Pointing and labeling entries
□ □ □ □ □ □ □

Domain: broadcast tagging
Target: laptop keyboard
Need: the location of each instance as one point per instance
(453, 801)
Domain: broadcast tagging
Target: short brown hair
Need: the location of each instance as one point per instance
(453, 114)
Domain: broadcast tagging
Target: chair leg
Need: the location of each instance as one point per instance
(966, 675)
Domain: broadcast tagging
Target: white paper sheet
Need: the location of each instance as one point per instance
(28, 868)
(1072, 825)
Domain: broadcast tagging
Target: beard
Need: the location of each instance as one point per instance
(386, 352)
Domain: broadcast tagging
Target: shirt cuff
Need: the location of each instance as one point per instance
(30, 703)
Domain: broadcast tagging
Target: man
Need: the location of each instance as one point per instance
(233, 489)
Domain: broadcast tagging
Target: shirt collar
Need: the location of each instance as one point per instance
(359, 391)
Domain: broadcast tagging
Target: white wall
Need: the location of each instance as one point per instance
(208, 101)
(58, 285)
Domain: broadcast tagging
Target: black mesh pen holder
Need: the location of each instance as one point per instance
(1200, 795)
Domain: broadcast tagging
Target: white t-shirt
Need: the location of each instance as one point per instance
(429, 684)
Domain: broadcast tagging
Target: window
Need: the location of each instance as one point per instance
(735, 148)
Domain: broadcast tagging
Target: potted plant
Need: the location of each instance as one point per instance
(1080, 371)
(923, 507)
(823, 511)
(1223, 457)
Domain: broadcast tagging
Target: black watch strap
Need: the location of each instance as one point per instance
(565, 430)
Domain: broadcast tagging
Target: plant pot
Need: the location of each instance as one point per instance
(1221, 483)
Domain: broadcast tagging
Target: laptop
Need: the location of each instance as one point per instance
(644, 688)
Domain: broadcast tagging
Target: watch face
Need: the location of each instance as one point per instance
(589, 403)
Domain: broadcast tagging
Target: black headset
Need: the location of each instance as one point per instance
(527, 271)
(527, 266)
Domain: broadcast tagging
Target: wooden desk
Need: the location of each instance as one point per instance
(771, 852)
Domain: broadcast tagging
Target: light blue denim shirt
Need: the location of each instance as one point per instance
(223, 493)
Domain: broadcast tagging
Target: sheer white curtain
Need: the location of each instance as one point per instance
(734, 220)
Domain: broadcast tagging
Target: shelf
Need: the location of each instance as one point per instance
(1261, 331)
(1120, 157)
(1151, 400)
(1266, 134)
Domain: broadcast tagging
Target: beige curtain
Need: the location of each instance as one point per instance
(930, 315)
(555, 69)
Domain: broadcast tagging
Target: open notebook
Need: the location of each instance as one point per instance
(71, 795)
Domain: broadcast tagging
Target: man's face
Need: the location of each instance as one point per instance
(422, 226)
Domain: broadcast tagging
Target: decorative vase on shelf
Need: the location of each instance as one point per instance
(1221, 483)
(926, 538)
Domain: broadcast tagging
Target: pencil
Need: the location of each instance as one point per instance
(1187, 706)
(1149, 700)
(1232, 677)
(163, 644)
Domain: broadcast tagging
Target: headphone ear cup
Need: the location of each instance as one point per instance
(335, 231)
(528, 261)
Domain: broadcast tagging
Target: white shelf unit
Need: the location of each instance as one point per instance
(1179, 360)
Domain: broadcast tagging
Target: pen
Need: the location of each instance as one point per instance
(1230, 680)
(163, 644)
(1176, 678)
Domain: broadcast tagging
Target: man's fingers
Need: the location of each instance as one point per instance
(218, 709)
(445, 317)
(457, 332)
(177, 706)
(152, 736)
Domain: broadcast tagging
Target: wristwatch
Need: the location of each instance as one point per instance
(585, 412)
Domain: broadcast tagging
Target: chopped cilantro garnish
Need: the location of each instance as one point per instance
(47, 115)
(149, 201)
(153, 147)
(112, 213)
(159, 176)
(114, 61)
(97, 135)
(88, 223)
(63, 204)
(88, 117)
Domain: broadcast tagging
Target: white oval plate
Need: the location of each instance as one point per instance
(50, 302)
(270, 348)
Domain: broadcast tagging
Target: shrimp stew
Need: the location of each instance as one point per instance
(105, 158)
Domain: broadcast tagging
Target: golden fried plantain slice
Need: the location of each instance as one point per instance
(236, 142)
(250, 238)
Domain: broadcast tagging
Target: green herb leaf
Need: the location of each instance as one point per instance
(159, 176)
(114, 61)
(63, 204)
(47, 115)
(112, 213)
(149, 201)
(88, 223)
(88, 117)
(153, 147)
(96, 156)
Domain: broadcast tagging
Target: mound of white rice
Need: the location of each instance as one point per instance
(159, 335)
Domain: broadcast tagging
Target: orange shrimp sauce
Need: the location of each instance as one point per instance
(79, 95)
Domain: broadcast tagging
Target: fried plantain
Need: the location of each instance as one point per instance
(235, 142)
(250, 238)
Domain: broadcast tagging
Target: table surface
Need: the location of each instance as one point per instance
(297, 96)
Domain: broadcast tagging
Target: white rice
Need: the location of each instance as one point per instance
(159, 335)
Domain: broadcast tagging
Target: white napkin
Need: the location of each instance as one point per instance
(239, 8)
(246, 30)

□ □ □ □ □ □ □

* [Work instructions]:
Copy out every entry above, line for line, without changing a word.

* [Answer to the exercise]:
Domain: broadcast tagging
Target: laptop keyboard
Need: the location of each instance as one point per instance
(453, 801)
Domain: broadcast tagging
Target: short brown hair
Need: the location of each instance as one point per instance
(453, 114)
Domain: broadcast tagging
Target: chair leg
Need: the location of each instance as one point per instance
(966, 675)
Domain: broadcast tagging
Target: white paper sheet
Need: the location of each instance as one point per instance
(28, 868)
(1072, 825)
Domain: broadcast tagging
Target: beard
Need: the location of each instance as one point per instance
(386, 352)
Domain: broadcast tagging
Target: shirt cuff
Need: the location of each instance as one point per instance
(30, 703)
Domain: broadcast tagging
Target: man
Need: the location of each instance as one point per instance
(233, 489)
Domain: broadcast tagging
Target: shirt collar
Need: the location of each instance as one point per instance
(359, 391)
Domain: broadcast tagging
Target: white wall
Need: the location of each instance as one point per instance
(208, 101)
(58, 285)
Domain: broadcast tagging
Target: black mesh pen holder
Need: the location of each instance as one point per instance
(1200, 795)
Domain: broadcast tagging
Target: white t-shirt
Need: the location of each instance as one point per instance
(429, 684)
Domain: broadcast tagging
Target: window
Need: the location of each instance as one point per instance
(735, 148)
Domain: broadcast tagging
Target: potted plant
Need: the location of each instance as one point per instance
(1080, 371)
(923, 507)
(823, 511)
(1223, 457)
Domain: broadcast tagging
Target: black watch strap
Need: the location of each instance as one point per instance
(565, 430)
Domain: broadcast tagging
Target: plant pot
Need: the location of each instance as one point per instance
(1221, 483)
Domain: broadcast tagging
Target: laptop
Need: the location of each instance as one point per instance
(644, 688)
Domain: broadcast tagging
Target: watch face
Need: the location of each instance as one point per instance
(589, 403)
Domain: broadcast tagging
Target: black headset
Need: the location of each instance as one point per instance
(527, 271)
(527, 266)
Domain: broadcast tagging
Target: wooden desk
Need: the location of each instance as one point per instance
(771, 852)
Domain: broadcast tagging
Target: light blue denim shirt
Need: the location of each instance as one point per instance
(223, 493)
Domain: broadcast tagging
Target: sheer white curtain
Need: the location of each instance as one point per instance
(734, 220)
Domain: broadcast tagging
Target: shelf
Need: the location of each instance as one point per instance
(1261, 331)
(1120, 157)
(1151, 400)
(1266, 134)
Domain: broadcast tagging
Target: beige curtain
Need: the location of each instance as one point per instance
(930, 315)
(555, 69)
Domain: broadcast tagging
Target: open notebook
Need: the location of each instance as one point per instance
(71, 795)
Domain: broadcast tagging
Target: man's face
Need: the location of each instance as one point per instance
(422, 226)
Domain: broadcast tagging
Target: decorative vase on shelf
Need: the location of each instance as one point per instance
(1221, 483)
(926, 538)
Domain: broadcast tagging
Target: pencil
Need: the location of each instance as one point per instance
(1187, 706)
(1149, 700)
(1232, 677)
(163, 644)
Domain: broadcast tagging
Target: headphone ear cup
Need: the location of each instance as one point per instance
(335, 231)
(528, 261)
Domain: broadcast tagging
Target: white shelf unit
Need: the location of each instance as one point per instance
(1179, 360)
Domain: broadcast tagging
Target: pen
Need: the location of each instance as one point per instance
(1230, 680)
(163, 644)
(1176, 678)
Domain: broadcast tagging
Target: man's fingers
Need: the location of each instance as one point per instance
(218, 709)
(445, 317)
(457, 332)
(177, 706)
(152, 736)
Domain: broadcast tagging
Target: wristwatch
Need: the location of each instance as one point per instance
(585, 412)
Domain: broadcast tagging
Target: chopped cilantro garnish
Need: the location of each instance as one point per instance
(47, 115)
(149, 201)
(153, 147)
(112, 213)
(159, 176)
(114, 61)
(97, 135)
(88, 223)
(63, 204)
(88, 117)
Domain: broadcast tagging
Target: white oval plate
Need: the location of each instance as one point per instance
(50, 302)
(270, 348)
Domain: broadcast tagging
Target: shrimp stew
Need: the location of each instance as one point per instance
(105, 158)
Domain: broadcast tagging
Target: golden fried plantain slice
Need: the location of each instance as one point per instance
(236, 142)
(250, 238)
Domain: broadcast tagging
Target: green herb leaf
Need: the location of each instance as one point per instance
(159, 176)
(114, 61)
(63, 204)
(47, 115)
(112, 213)
(149, 201)
(88, 223)
(88, 117)
(153, 147)
(96, 156)
Domain: broadcast tagging
Target: mound of white rice
Need: the location of each instance as one point per instance
(159, 335)
Domain: broadcast tagging
Target: orange shrimp sauce
Need: the location of each instance as one point per instance
(79, 95)
Domain: broadcast tagging
Target: fried plantain
Need: the location of each instance as one point per instance
(235, 142)
(250, 238)
Domain: broadcast tagging
Target: table surface
Need: the location of each instance as one point per instance
(297, 96)
Domain: broadcast tagging
Target: white rice
Need: the location of each instance as one point per instance
(159, 335)
Domain: broadcast tagging
Target: white napkin
Need: the location of each instance as one point per instance
(239, 8)
(246, 30)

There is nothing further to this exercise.